* Page extract:
+ + +

Wednesday, February 25, 2009

Armchair space exploration

I sincerely hope I'm wrong, but I have have a sinking feeling this might be the closest thing NASA presently has to a viable plan for manned Mars exploration.

Sunday, February 22, 2009

Aliens in the closet

Not exactly an original concept, but not without a strange appeal:

Arizona Scientist: We Could All Be Martians





As long as we’re still pondering human origins, we may as well entertain the idea that our ancestor microbes came from Mars.

And Jay Melosh, a planetary scientist from the University of Arizona in Tucson, is ready with a geologically plausible explanation.

Meteorites.

"Biological exchange between the planets of our solar system seem not only possible, but inevitable," because of meteorite exchanges between the planets, Melosh said. "Life could have originated on the planet Mars and then traveled to Earth."

Wednesday, February 18, 2009

Splashdown

First liquid water may have been spotted on Mars

Phoenix lander may have captured the first images of liquid water on Mars - droplets that apparently splashed onto the spacecraft's leg during landing, according to some members of the Phoenix team.

Sunday, February 15, 2009

Searching for nonfractal signatures

The search for artifacts on other planets is by no means limited to "seeing faces." Aside from calling on archaeologists when confronted with anomalous surface formations, mission planners can test spacecraft images for telltale "nonfractal" terrain signatures.

+ + +

* Dataset extract:
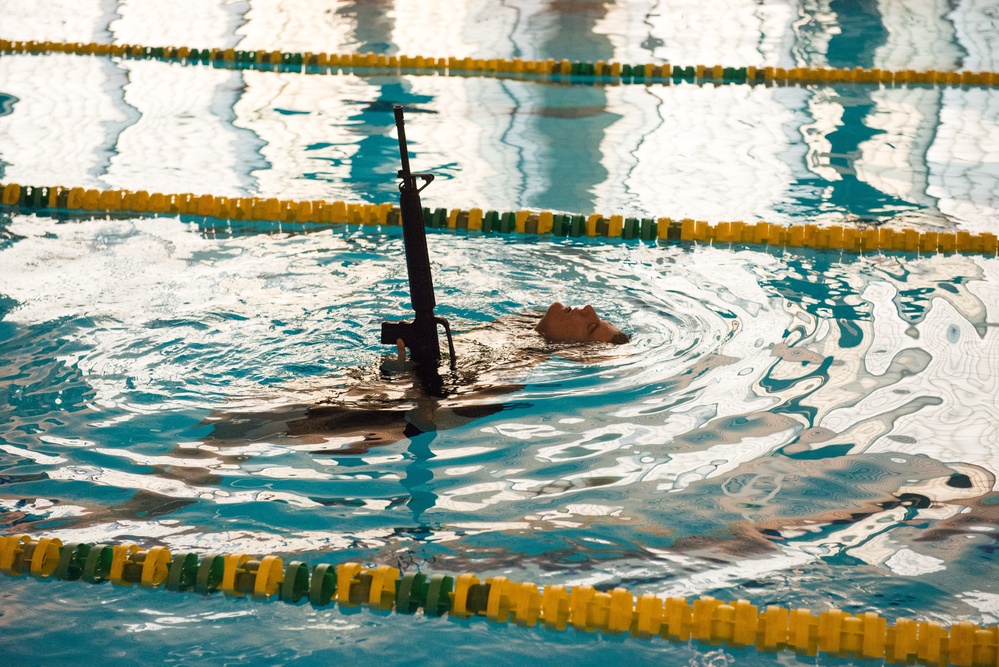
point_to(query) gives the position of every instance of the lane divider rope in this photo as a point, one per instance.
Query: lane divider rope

+ + +

* Exercise objective: Continue the Mars blog entries above, starting right after their last sentence.

* Response to this exercise:
Geological processes are inherently fractal. Unlike artificial sites such as cities and farms, defined by uniformity and harsh angles, natural landscapes repeat themselves on multiple levels. A mountain, for instance, is "repeated" in any of the countless rocks that litter its slopes. (Weirdly enough, we seem to inhabit a massive fractal: orbiting planets recall the structure of atoms; galaxies themselves bear a passing structural similarity to their constituent star systems.)





As part of a long-running "debunking" campaign, Malin Space Science Systems (the camera subcontractor for NASA's Mars exploration program) has popularized the so-called "Happy Face Crater," a feature often cited to defuse discussion of the more robustly detailed Cydonia Face. Consisting of a crater basin with attendant debris in the shape of a crude smile, there doesn't appear to be anything truly anomalous about the Happy Face. But subjecting the crater to an impartial scan in order to ascertain its fractal signature would go a long way toward arriving at an objective conclusion.

Is the Happy Face more or less fractal than its neighboring craters? Better yet, how would it stack up to the better-known Face in Cydonia?

Intrigued by the potential of fractal algorithms to deduce artificial constructions, image processor Mark Carlotto tested images of the Cydonia region. The Face registered suspiciously high, as did another contested feature. Since Carlotto's computer algorithm wasn't designed to seek out faces, the Face's conspicuous nonfractal signature offered a quantitative argument favoring an artificial origin.

Carlotto's enticing proof-of-concept has yet to be embraced by the space science community. Indeed, Carlotto himself has yet to put newer images of Cydonia to the test. But given the computing might of today's desktop systems, it's not unrealistic to imagine a committed search for anomalous fractal signatures on distant planetary surfaces. What do we have to lose?